> SHORT PROBLEM
Nothing should be left out: output all of the entries exactly.

Position annotation records
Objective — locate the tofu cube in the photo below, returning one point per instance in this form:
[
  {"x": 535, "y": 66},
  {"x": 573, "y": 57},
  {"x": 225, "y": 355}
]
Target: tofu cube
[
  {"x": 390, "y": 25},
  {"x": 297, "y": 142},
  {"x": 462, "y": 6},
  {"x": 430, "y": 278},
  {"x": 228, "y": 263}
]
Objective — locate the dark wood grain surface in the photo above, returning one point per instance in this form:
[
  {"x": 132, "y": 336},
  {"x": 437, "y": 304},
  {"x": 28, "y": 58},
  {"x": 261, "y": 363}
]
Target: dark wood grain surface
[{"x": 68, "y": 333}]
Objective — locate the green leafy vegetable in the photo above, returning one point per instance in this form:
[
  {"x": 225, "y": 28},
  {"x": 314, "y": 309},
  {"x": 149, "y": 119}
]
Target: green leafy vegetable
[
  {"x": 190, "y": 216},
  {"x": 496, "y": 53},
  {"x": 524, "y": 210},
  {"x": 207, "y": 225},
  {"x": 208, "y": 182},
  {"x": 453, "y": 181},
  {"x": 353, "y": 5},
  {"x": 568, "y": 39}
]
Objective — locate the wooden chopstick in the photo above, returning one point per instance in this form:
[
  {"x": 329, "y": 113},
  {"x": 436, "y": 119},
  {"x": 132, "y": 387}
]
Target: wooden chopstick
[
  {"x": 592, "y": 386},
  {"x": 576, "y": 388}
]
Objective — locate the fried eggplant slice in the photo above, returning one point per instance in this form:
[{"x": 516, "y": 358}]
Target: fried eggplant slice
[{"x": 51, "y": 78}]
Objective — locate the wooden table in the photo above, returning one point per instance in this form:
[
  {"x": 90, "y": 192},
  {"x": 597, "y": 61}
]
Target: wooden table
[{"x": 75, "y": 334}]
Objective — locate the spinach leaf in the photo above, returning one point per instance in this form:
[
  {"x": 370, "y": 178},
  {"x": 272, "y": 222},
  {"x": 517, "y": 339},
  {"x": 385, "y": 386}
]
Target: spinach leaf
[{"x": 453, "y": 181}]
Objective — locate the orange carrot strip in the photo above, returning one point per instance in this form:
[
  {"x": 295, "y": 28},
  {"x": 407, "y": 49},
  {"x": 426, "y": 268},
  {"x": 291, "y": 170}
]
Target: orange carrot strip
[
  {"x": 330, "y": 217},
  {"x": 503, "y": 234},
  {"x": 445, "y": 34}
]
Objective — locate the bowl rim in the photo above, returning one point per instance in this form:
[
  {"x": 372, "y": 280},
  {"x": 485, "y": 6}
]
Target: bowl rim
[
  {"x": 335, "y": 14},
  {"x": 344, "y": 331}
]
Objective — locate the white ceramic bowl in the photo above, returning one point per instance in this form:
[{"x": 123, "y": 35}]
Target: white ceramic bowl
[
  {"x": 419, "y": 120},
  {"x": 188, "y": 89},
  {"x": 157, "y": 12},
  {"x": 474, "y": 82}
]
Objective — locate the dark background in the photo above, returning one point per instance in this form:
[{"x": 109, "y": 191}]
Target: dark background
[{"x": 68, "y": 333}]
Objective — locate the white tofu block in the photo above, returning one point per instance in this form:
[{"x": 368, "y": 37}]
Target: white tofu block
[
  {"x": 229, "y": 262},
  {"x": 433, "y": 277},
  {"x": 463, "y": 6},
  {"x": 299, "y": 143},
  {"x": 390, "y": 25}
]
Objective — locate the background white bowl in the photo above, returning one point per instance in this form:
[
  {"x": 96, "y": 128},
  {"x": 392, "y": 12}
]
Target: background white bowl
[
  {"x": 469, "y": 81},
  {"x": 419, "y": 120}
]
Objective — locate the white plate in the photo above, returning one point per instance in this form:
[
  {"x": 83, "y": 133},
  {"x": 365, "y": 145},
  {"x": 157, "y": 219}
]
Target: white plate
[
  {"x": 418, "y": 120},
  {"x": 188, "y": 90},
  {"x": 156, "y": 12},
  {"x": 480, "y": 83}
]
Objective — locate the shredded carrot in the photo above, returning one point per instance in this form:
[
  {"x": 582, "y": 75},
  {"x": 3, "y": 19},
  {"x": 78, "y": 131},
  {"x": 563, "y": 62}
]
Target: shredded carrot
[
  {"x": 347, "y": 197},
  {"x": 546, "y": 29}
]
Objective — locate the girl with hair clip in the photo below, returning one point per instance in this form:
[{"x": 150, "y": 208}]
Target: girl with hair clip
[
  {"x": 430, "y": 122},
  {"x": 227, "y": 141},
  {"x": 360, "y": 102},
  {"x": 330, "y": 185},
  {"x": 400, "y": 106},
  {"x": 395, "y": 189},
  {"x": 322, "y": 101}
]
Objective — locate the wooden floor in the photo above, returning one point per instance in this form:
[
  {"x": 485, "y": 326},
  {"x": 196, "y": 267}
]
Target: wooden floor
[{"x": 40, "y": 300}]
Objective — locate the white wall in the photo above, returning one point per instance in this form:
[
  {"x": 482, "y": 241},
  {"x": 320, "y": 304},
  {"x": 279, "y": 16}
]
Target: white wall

> REPLY
Objective — locate the tofu cube in the photo below, returning one point per instance in this form:
[
  {"x": 535, "y": 66},
  {"x": 573, "y": 57},
  {"x": 225, "y": 355}
]
Target: tofu cube
[
  {"x": 390, "y": 25},
  {"x": 297, "y": 142},
  {"x": 462, "y": 6},
  {"x": 430, "y": 278},
  {"x": 228, "y": 263}
]
Objective — locate the dark wood grain surface in the photo above, returning one point per instance in this form:
[
  {"x": 132, "y": 336},
  {"x": 437, "y": 304},
  {"x": 28, "y": 58},
  {"x": 261, "y": 363}
]
Target: dark wood grain surface
[{"x": 68, "y": 333}]
Objective — locate the green leafy vegetable in the photo above, returning one point per instance in this form:
[
  {"x": 225, "y": 28},
  {"x": 314, "y": 309},
  {"x": 149, "y": 119}
]
Target: green leafy vegetable
[
  {"x": 190, "y": 216},
  {"x": 496, "y": 53},
  {"x": 524, "y": 210},
  {"x": 207, "y": 225},
  {"x": 208, "y": 182},
  {"x": 453, "y": 181},
  {"x": 353, "y": 5},
  {"x": 568, "y": 39}
]
Objective — locate the wooden chopstick in the photo above, returning one point per instance in this form:
[
  {"x": 329, "y": 113},
  {"x": 436, "y": 119},
  {"x": 132, "y": 387}
]
Target: wooden chopstick
[
  {"x": 592, "y": 386},
  {"x": 576, "y": 388}
]
Objective — locate the fried eggplant slice in the photo above, returning one point per instance in this form:
[{"x": 516, "y": 358}]
Target: fried eggplant slice
[{"x": 51, "y": 78}]
Objective — locate the wooden table in the photo above, returning one point per instance in this form:
[
  {"x": 90, "y": 192},
  {"x": 597, "y": 61}
]
Target: wooden table
[{"x": 75, "y": 334}]
Objective — locate the spinach leaf in the photo above, returning one point per instance in this form:
[
  {"x": 370, "y": 178},
  {"x": 272, "y": 222},
  {"x": 517, "y": 339},
  {"x": 385, "y": 386}
]
Target: spinach leaf
[{"x": 453, "y": 181}]
Objective — locate the orange carrot strip in the photo above, returning one point per instance in this form:
[
  {"x": 295, "y": 28},
  {"x": 407, "y": 49},
  {"x": 426, "y": 268},
  {"x": 291, "y": 170}
]
Target: orange carrot strip
[
  {"x": 330, "y": 217},
  {"x": 503, "y": 234},
  {"x": 445, "y": 34}
]
Objective — locate the bowl rim in the photo above, returning one point per instance in this form:
[
  {"x": 372, "y": 280},
  {"x": 485, "y": 6}
]
Target: bowl rim
[
  {"x": 335, "y": 14},
  {"x": 344, "y": 331}
]
Objective — locate the white ceramic bowl in the photo above, returning one point per instance in this form:
[{"x": 123, "y": 35}]
Target: white ceramic bowl
[
  {"x": 419, "y": 120},
  {"x": 188, "y": 89},
  {"x": 157, "y": 12},
  {"x": 474, "y": 82}
]
Objective — locate the dark background in the photo above, returning one point per instance in this form:
[{"x": 109, "y": 191}]
Target: dark background
[{"x": 68, "y": 333}]
Objective — locate the white tofu block in the photo above, returning one point per instance in this form:
[{"x": 368, "y": 37}]
Target: white tofu block
[
  {"x": 229, "y": 262},
  {"x": 433, "y": 277},
  {"x": 463, "y": 6},
  {"x": 299, "y": 143},
  {"x": 390, "y": 25}
]
Objective — locate the background white bowl in the photo above, returning one point per instance in this form:
[
  {"x": 96, "y": 128},
  {"x": 392, "y": 12}
]
Target: background white bowl
[
  {"x": 469, "y": 81},
  {"x": 419, "y": 120}
]
Objective — locate the white plate in the photo above, returning one point per instance in this form:
[
  {"x": 83, "y": 133},
  {"x": 365, "y": 145},
  {"x": 157, "y": 219}
]
Target: white plate
[
  {"x": 418, "y": 120},
  {"x": 188, "y": 90},
  {"x": 156, "y": 12},
  {"x": 480, "y": 83}
]
Objective — locate the shredded carrot in the photo above, returning one point per instance in this form:
[
  {"x": 582, "y": 75},
  {"x": 3, "y": 19},
  {"x": 78, "y": 131},
  {"x": 563, "y": 62}
]
Target: shredded carrot
[
  {"x": 347, "y": 197},
  {"x": 546, "y": 29}
]
Objective — locate the girl with hair clip in the photo below, returning one point per instance in this form:
[{"x": 150, "y": 208}]
Target: girl with hair clip
[
  {"x": 430, "y": 122},
  {"x": 227, "y": 141},
  {"x": 360, "y": 102},
  {"x": 330, "y": 185},
  {"x": 400, "y": 106},
  {"x": 395, "y": 189},
  {"x": 322, "y": 101}
]
Objective — locate the wooden floor in the photo above, returning one point per instance in this form:
[
  {"x": 485, "y": 326},
  {"x": 196, "y": 267}
]
Target: wooden floor
[{"x": 40, "y": 300}]
Objective — locate the white wall in the photo above, returning one point per instance in this form:
[
  {"x": 482, "y": 241},
  {"x": 320, "y": 304},
  {"x": 279, "y": 16}
]
Target: white wall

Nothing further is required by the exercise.